↓

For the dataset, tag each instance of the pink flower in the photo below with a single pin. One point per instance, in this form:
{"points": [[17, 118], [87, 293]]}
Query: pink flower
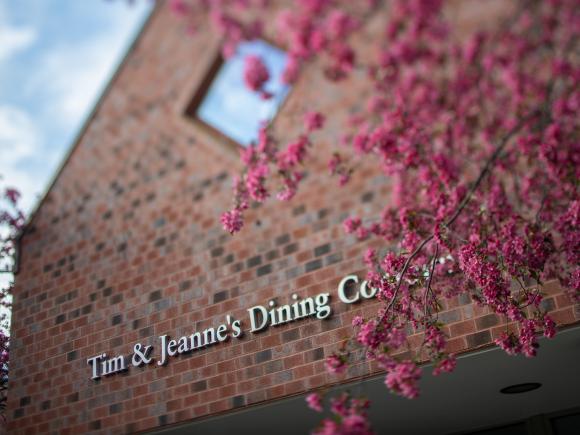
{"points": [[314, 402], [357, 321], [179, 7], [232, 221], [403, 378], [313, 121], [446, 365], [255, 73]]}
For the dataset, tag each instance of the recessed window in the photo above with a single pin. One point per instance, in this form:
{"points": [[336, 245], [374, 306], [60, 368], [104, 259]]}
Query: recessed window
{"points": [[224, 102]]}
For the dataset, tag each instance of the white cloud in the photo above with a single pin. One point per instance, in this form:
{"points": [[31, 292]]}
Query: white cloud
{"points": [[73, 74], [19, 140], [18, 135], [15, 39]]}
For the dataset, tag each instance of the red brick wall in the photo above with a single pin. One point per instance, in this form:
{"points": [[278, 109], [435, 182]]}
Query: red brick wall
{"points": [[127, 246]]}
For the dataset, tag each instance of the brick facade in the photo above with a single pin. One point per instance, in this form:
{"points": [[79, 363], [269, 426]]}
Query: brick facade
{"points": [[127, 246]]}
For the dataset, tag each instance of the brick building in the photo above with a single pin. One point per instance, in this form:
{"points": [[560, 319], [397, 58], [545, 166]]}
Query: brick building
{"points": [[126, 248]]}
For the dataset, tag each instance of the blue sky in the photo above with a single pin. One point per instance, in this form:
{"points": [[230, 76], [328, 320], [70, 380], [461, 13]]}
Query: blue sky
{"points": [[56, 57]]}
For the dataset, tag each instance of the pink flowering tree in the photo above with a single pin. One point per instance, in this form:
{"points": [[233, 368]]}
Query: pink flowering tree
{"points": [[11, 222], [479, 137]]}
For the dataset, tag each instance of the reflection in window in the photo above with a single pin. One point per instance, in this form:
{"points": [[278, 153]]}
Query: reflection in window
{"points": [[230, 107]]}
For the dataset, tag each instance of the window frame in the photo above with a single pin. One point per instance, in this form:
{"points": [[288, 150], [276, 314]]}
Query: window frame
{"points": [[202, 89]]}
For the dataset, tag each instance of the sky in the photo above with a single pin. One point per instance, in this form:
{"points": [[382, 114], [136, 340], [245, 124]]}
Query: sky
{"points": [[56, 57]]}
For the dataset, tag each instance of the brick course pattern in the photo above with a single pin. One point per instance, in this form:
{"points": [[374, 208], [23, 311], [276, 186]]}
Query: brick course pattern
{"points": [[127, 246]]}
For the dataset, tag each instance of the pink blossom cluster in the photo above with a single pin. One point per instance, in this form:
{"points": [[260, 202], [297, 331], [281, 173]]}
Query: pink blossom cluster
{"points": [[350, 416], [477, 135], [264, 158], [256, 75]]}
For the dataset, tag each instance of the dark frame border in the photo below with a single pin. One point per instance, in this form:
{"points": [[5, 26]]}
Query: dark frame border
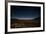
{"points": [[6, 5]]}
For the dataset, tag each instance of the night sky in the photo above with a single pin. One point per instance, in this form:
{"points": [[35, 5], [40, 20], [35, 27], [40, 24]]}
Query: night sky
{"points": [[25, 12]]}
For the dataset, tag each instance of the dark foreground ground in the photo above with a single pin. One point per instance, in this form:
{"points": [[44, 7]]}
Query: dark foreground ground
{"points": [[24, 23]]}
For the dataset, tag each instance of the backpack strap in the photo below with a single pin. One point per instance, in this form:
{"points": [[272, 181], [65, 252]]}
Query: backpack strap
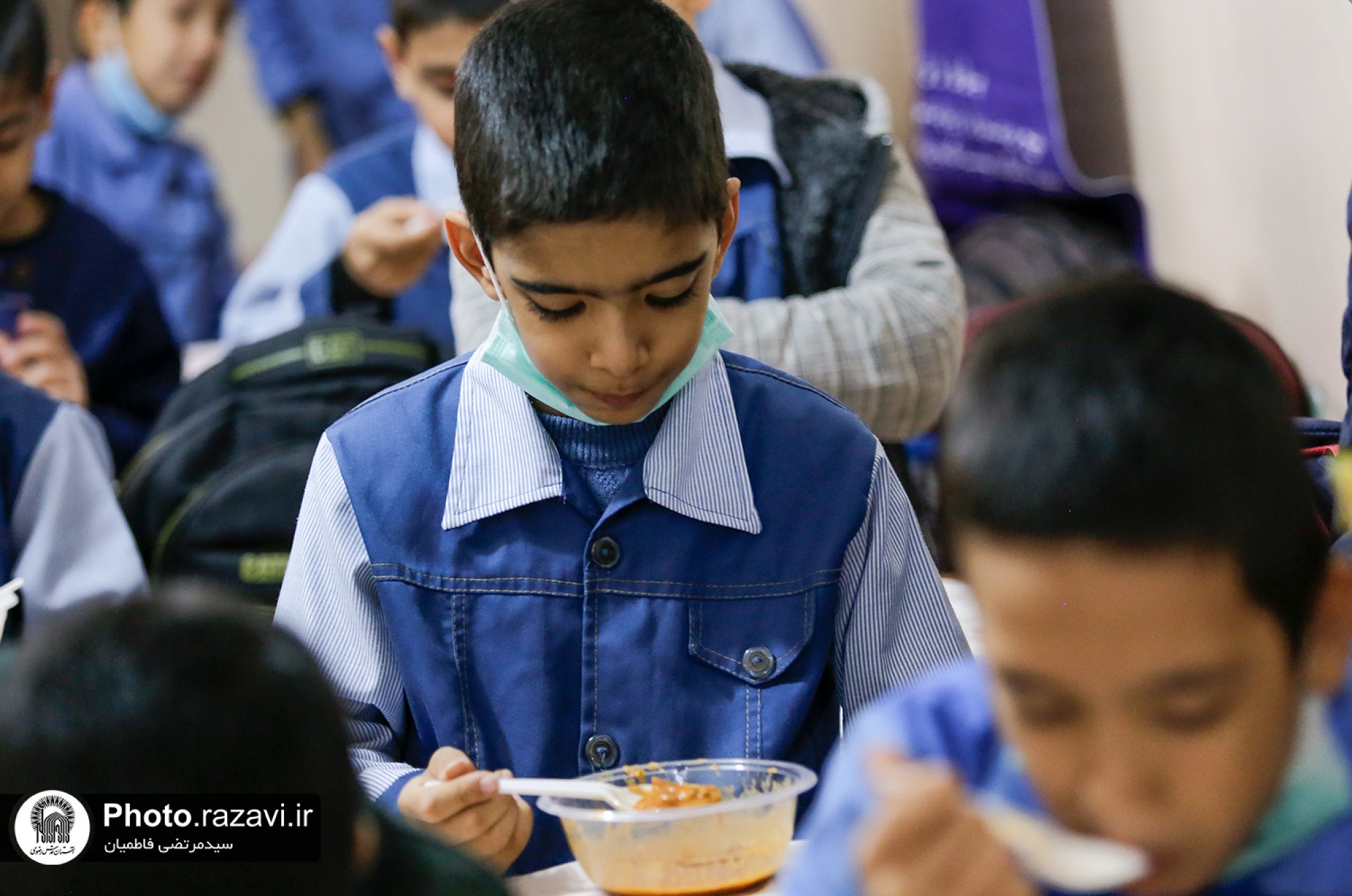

↑

* Your task *
Copy out the records from the line holding "For the dataset, tag each instance of the pink blossom" through the end of the records, both ends included, keeping every request and its format sample as is but multiplying each point coordinate in the answers by 0.65 and rounding to whole numbers, halves up. Leave the pictures out.

* Complete response *
For the dataset, tag each instance of the pink blossom cluster in the photo above with a single pin. One point per instance, in this form:
{"points": [[260, 202], [297, 331], [281, 173]]}
Query: pink blossom cluster
{"points": [[228, 270], [310, 88], [172, 103], [166, 49]]}
For the dataset, tag each instance of the dark frame border in the photo below with a single pin. One point per instance, in this form:
{"points": [[5, 26]]}
Query: dark frame border
{"points": [[4, 3]]}
For the dataset, tag each instance of the night sky in the photo above with a single pin. One point per instance, in this form:
{"points": [[35, 5], [40, 20], [35, 27], [40, 24]]}
Query: night sky
{"points": [[16, 8]]}
For the dataset, tag each instance of the dark foreground ground in the photo above with a single pin. One point per instance, in this form:
{"points": [[44, 7]]}
Query: dark foreground ground
{"points": [[16, 15]]}
For the dataset, tag each instance of the backpack strap in the photo below with a single pin. One point per instance, in this form:
{"points": [[272, 181], [65, 252]]}
Query: backpack strap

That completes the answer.